-- start Exercise data --
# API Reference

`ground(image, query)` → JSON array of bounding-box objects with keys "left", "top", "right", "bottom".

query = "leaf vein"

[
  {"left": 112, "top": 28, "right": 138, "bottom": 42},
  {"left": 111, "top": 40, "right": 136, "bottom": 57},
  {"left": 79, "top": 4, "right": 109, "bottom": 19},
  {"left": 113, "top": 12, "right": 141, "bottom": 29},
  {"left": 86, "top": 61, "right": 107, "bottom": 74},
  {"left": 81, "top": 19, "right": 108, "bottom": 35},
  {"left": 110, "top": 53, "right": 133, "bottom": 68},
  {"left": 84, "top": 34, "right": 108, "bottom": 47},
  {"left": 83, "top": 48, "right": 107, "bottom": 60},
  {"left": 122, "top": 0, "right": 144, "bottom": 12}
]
-- end Exercise data --
■ Objective:
Rewrite the listing above, replacing each occurrence of "query" with "prompt" and leaving everything else unchanged.

■ Complete answer:
# API Reference

`ground(image, prompt)` → JSON array of bounding-box objects with keys "left", "top", "right", "bottom".

prompt = "leaf vein"

[
  {"left": 112, "top": 28, "right": 138, "bottom": 42},
  {"left": 111, "top": 40, "right": 136, "bottom": 57},
  {"left": 79, "top": 4, "right": 109, "bottom": 19},
  {"left": 113, "top": 12, "right": 141, "bottom": 29},
  {"left": 86, "top": 61, "right": 107, "bottom": 74},
  {"left": 81, "top": 19, "right": 108, "bottom": 35},
  {"left": 110, "top": 53, "right": 133, "bottom": 68},
  {"left": 84, "top": 34, "right": 108, "bottom": 47},
  {"left": 83, "top": 48, "right": 107, "bottom": 60},
  {"left": 122, "top": 0, "right": 144, "bottom": 12}
]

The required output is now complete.